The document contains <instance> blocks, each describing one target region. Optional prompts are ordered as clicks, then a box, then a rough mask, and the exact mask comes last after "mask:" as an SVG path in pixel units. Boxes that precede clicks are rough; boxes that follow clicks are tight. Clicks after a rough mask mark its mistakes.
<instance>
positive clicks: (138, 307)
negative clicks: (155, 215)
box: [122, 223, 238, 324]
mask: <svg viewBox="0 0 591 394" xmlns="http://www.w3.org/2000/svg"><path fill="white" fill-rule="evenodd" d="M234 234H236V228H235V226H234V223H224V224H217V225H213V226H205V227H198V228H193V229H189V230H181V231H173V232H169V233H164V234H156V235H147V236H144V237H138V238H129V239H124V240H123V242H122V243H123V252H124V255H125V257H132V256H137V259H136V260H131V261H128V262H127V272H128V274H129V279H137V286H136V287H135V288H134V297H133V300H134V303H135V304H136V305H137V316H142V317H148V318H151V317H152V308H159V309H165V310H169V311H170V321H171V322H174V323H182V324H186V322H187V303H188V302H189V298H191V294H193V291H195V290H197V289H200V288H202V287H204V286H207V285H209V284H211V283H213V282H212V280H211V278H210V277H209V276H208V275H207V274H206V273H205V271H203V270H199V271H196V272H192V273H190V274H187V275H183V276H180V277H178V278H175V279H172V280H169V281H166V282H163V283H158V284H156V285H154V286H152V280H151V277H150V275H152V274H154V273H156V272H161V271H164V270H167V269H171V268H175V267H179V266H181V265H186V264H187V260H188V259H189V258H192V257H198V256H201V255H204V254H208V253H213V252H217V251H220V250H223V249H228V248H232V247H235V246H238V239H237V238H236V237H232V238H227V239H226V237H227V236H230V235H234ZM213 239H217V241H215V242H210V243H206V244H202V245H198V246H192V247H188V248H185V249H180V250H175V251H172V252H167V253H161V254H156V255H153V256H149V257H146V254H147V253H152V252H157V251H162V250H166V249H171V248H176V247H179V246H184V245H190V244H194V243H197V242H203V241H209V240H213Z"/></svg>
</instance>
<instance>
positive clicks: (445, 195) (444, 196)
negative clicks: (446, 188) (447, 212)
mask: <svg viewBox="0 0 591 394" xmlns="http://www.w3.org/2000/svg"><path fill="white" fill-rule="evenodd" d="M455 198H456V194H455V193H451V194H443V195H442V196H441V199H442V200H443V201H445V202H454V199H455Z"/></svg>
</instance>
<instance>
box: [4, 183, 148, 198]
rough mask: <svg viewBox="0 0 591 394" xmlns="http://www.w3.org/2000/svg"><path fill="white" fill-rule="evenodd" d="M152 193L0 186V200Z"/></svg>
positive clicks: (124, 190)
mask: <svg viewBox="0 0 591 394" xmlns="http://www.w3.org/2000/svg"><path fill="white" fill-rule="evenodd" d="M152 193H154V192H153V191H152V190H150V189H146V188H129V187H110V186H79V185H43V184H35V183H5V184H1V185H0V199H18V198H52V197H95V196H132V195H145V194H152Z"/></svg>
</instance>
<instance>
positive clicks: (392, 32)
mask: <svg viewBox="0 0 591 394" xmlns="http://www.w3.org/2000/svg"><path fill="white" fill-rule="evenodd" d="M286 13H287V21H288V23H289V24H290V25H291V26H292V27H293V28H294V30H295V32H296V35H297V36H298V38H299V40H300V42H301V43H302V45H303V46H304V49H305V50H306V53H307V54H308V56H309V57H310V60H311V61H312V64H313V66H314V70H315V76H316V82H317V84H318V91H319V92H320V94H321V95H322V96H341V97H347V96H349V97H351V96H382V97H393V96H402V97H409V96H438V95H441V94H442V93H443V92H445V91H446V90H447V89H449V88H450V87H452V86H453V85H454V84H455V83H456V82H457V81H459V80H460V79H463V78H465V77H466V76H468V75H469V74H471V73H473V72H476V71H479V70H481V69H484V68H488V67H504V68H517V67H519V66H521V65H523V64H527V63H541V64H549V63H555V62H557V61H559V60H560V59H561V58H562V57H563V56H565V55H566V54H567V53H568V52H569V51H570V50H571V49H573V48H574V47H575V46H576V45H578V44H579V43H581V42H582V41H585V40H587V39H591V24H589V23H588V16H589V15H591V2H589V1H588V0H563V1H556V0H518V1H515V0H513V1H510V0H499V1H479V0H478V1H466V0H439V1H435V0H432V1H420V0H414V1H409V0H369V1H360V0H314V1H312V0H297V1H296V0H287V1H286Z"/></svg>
◆ ◆ ◆ ◆
Wat gevraagd wordt: Herhaal woordelijk de regels vanaf de allereerste regel tot en met de regel die "box: [122, 223, 238, 324]" bevat. Geef uitsluitend die regels weer, inclusief de eerste en de laatste.

Uitvoer van opdracht:
The document contains <instance> blocks, each describing one target region. Optional prompts are ordered as clicks, then a box, then a rough mask, and the exact mask comes last after "mask:" as an SVG path in pixel units. Boxes that precede clicks are rough; boxes that follow clicks are tight. Clicks after a rough mask mark its mistakes.
<instance>
positive clicks: (138, 307)
negative clicks: (155, 215)
box: [122, 223, 238, 324]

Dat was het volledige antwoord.